▶ Exercise aim
Look through the data below and extract, unchanged, the lines from the one that contains "positive clicks: (384, 606) (375, 623)" to the one that contains "499L371 493L349 526L353", both included.

[Records drawn from a dataset]

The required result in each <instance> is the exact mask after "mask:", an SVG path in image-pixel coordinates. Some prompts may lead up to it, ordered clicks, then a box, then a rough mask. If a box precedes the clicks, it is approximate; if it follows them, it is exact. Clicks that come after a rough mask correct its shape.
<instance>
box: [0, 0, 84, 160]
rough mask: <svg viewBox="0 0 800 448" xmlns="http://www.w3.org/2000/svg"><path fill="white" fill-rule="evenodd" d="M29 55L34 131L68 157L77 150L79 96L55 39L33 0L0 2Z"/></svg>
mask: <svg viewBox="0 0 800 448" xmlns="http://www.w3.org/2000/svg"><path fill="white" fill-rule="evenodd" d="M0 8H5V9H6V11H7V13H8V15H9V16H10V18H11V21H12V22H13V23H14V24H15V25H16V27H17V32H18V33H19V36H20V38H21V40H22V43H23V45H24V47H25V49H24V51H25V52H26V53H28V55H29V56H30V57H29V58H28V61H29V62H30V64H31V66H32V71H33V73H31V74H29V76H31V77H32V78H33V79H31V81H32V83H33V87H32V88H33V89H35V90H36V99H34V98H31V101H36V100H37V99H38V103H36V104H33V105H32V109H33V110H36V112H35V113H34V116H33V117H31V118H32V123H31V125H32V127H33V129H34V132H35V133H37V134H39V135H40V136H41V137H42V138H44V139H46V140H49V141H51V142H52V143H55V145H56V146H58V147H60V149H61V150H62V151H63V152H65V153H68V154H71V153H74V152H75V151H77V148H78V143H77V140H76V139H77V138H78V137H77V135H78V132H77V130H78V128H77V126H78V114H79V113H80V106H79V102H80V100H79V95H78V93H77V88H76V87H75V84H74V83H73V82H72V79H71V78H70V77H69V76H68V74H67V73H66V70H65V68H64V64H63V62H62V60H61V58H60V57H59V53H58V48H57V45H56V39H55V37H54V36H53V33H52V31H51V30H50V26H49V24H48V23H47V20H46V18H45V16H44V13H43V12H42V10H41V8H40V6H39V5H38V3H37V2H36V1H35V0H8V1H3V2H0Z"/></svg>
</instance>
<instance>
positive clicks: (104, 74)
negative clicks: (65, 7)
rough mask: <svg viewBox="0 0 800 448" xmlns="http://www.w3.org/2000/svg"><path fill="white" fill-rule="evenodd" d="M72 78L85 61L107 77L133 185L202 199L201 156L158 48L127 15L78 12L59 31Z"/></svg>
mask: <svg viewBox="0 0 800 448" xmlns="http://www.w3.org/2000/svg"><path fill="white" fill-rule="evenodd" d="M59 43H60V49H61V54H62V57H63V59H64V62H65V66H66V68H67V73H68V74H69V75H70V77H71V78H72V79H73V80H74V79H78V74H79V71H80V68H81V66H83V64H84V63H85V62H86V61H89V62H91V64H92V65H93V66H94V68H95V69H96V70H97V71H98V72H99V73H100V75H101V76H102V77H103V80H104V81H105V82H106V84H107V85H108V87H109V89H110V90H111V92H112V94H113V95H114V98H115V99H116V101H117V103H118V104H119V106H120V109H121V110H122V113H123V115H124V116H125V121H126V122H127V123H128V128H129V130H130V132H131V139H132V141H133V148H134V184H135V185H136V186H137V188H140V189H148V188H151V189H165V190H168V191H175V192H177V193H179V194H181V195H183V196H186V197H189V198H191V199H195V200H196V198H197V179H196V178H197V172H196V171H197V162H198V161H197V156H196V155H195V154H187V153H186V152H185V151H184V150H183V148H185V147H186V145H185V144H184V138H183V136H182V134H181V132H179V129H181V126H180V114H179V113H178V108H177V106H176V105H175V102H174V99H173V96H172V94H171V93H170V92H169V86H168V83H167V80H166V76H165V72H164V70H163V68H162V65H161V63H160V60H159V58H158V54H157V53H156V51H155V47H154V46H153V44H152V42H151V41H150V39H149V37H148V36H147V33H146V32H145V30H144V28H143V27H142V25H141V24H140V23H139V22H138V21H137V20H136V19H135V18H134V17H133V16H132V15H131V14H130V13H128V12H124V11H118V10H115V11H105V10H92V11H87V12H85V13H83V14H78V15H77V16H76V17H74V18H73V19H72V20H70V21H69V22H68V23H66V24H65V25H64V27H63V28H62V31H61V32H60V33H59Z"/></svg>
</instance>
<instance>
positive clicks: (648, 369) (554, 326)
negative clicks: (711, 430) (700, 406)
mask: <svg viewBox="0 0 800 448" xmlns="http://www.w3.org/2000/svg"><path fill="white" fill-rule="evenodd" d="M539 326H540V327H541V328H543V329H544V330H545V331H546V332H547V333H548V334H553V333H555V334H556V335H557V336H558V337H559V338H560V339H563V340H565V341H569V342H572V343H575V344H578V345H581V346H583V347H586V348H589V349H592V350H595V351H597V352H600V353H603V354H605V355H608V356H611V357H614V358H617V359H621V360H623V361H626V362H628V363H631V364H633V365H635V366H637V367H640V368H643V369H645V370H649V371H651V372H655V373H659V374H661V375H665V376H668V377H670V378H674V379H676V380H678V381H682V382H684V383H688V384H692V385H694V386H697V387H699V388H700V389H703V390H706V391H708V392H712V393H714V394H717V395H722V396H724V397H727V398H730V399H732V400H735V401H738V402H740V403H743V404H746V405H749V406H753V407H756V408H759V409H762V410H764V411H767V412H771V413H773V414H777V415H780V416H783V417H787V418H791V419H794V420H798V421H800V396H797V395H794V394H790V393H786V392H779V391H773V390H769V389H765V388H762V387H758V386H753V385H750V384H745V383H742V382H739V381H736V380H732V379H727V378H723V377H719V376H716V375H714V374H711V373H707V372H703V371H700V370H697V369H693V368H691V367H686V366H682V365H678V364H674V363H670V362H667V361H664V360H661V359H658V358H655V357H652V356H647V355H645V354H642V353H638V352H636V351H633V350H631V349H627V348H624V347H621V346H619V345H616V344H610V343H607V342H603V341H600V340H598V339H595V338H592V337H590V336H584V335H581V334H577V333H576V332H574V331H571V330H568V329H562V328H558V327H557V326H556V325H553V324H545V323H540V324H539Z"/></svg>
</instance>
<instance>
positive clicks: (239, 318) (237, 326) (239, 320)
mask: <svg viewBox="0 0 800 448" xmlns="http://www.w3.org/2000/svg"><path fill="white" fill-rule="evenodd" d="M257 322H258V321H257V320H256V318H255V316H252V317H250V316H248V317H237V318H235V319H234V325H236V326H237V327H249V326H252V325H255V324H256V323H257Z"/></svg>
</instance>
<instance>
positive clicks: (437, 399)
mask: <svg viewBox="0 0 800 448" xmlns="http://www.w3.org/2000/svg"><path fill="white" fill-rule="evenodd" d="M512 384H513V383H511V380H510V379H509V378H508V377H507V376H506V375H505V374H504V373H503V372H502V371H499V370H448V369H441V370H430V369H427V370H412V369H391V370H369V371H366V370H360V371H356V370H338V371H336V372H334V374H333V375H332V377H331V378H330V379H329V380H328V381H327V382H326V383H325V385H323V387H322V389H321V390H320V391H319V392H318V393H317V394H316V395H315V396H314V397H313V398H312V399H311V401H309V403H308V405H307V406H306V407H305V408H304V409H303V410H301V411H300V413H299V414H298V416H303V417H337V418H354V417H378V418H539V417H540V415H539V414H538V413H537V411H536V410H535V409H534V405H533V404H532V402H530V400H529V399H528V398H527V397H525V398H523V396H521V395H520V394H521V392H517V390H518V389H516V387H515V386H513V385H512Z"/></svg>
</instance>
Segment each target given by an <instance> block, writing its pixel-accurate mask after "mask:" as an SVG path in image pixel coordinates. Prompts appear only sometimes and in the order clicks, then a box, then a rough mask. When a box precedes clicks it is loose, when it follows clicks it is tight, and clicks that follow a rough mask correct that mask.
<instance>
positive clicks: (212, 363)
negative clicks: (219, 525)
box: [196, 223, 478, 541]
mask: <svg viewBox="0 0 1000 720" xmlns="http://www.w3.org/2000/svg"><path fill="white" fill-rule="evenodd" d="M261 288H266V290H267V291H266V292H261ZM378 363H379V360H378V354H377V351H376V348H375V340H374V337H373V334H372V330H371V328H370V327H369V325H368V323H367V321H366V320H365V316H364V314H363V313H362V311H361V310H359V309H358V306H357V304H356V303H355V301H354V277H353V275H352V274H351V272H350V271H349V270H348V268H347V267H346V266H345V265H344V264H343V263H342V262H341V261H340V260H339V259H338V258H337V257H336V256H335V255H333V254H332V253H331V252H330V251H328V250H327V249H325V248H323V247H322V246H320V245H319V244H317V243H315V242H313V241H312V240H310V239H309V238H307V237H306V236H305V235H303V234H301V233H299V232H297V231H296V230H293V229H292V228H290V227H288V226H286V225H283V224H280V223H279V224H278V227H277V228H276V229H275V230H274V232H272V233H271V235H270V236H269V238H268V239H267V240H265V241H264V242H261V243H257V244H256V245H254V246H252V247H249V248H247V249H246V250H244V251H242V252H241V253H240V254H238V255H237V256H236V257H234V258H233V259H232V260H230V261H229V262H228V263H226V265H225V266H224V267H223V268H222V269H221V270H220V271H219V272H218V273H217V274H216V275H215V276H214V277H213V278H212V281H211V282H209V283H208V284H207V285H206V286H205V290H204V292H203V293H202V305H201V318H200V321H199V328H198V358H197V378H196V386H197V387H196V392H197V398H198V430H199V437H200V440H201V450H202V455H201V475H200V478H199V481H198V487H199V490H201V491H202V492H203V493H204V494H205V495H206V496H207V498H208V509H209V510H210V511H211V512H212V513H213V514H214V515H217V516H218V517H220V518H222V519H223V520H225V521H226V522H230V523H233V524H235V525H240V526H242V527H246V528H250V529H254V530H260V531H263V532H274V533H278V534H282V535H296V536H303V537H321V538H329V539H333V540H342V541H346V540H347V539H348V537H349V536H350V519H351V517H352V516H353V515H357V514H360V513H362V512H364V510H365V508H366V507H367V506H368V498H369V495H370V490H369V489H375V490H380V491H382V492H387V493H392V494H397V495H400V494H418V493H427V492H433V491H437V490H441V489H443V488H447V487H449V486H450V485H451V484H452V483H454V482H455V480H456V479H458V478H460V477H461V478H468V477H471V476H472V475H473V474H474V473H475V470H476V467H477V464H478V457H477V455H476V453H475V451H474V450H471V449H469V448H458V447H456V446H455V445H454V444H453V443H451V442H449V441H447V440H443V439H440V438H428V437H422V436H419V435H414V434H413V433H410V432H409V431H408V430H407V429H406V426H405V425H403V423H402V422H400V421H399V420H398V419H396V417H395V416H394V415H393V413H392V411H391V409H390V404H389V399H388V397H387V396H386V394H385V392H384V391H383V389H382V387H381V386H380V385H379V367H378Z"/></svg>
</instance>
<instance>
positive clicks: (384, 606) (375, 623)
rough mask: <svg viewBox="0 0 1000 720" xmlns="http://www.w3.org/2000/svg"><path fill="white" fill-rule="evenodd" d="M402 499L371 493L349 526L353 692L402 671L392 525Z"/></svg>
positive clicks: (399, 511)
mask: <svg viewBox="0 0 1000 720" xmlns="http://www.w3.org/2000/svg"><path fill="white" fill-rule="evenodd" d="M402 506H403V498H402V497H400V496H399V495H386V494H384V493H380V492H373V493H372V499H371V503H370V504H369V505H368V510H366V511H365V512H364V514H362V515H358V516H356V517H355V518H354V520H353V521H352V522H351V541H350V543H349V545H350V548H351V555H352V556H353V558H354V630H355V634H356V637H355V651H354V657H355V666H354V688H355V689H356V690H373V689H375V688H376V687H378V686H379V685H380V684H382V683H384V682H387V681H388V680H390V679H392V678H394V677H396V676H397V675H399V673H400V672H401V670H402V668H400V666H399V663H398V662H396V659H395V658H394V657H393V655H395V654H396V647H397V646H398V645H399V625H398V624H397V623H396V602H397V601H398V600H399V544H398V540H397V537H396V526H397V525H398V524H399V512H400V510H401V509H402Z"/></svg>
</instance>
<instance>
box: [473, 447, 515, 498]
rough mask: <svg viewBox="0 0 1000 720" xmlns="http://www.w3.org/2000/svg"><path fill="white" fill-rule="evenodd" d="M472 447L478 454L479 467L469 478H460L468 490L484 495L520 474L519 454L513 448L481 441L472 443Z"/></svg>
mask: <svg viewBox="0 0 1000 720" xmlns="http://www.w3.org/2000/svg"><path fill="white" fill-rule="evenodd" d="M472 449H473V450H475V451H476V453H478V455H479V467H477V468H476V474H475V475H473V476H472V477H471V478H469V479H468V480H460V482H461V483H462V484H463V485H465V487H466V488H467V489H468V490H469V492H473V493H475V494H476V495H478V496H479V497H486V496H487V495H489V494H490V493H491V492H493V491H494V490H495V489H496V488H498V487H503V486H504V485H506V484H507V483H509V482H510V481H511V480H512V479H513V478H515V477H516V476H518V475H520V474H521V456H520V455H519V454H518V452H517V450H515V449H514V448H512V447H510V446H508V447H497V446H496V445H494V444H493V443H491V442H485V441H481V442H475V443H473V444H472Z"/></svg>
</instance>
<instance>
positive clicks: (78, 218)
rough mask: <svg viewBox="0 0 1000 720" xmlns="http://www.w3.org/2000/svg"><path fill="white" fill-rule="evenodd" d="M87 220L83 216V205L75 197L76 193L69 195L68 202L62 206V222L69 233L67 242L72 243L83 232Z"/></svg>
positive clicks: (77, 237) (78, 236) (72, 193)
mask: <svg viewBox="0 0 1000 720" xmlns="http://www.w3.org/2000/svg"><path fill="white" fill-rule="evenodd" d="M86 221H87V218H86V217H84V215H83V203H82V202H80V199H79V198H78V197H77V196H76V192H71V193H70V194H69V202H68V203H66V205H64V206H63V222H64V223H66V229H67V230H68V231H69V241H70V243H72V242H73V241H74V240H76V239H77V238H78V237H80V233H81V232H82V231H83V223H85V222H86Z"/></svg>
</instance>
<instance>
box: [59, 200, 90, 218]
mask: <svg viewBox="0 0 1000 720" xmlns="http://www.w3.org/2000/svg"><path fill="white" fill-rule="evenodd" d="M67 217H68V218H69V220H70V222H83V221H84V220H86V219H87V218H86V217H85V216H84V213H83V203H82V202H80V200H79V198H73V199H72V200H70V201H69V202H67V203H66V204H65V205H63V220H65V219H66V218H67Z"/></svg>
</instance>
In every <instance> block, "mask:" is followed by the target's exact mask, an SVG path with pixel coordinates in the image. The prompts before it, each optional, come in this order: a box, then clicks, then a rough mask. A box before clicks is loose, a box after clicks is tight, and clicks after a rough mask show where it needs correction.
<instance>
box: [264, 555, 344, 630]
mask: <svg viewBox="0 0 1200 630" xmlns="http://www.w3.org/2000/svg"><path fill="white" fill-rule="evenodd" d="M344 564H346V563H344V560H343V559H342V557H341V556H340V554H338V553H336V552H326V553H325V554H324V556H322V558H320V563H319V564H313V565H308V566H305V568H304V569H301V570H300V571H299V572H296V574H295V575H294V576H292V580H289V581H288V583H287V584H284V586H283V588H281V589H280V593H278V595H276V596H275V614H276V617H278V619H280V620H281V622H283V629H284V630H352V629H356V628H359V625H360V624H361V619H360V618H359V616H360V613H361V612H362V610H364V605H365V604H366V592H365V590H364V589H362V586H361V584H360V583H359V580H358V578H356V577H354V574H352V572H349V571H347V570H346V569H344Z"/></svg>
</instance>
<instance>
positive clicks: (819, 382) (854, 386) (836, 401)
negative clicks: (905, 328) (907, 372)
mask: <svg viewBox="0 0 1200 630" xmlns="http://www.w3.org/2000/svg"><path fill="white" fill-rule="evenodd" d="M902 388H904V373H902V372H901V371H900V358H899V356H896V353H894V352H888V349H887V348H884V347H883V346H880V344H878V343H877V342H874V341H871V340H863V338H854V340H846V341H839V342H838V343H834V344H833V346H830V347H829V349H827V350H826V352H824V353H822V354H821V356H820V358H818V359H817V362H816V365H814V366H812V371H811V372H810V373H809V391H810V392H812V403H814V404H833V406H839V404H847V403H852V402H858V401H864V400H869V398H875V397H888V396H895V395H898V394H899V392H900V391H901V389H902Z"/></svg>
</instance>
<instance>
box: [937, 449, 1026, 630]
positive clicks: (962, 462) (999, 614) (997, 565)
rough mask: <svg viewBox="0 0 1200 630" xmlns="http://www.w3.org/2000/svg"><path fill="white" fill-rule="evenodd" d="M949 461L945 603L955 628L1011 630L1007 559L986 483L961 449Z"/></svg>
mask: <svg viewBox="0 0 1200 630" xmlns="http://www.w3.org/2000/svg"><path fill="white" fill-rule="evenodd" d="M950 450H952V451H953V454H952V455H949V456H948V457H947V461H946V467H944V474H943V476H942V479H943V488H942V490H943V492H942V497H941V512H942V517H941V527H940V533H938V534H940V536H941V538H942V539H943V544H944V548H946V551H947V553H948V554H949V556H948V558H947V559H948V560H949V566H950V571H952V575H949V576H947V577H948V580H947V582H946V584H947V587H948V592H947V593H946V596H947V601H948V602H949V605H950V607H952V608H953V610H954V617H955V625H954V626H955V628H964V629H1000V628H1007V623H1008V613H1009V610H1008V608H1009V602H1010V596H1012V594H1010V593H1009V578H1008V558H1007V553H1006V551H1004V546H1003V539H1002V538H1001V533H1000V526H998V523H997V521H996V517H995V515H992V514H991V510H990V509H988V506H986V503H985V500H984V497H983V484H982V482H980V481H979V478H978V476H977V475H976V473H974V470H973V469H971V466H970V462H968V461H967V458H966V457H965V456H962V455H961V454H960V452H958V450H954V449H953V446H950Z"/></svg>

▶ Answer box
positive clicks: (384, 606) (375, 623)
rough mask: <svg viewBox="0 0 1000 720" xmlns="http://www.w3.org/2000/svg"><path fill="white" fill-rule="evenodd" d="M402 499L371 493L349 526L353 692L402 671L392 525Z"/></svg>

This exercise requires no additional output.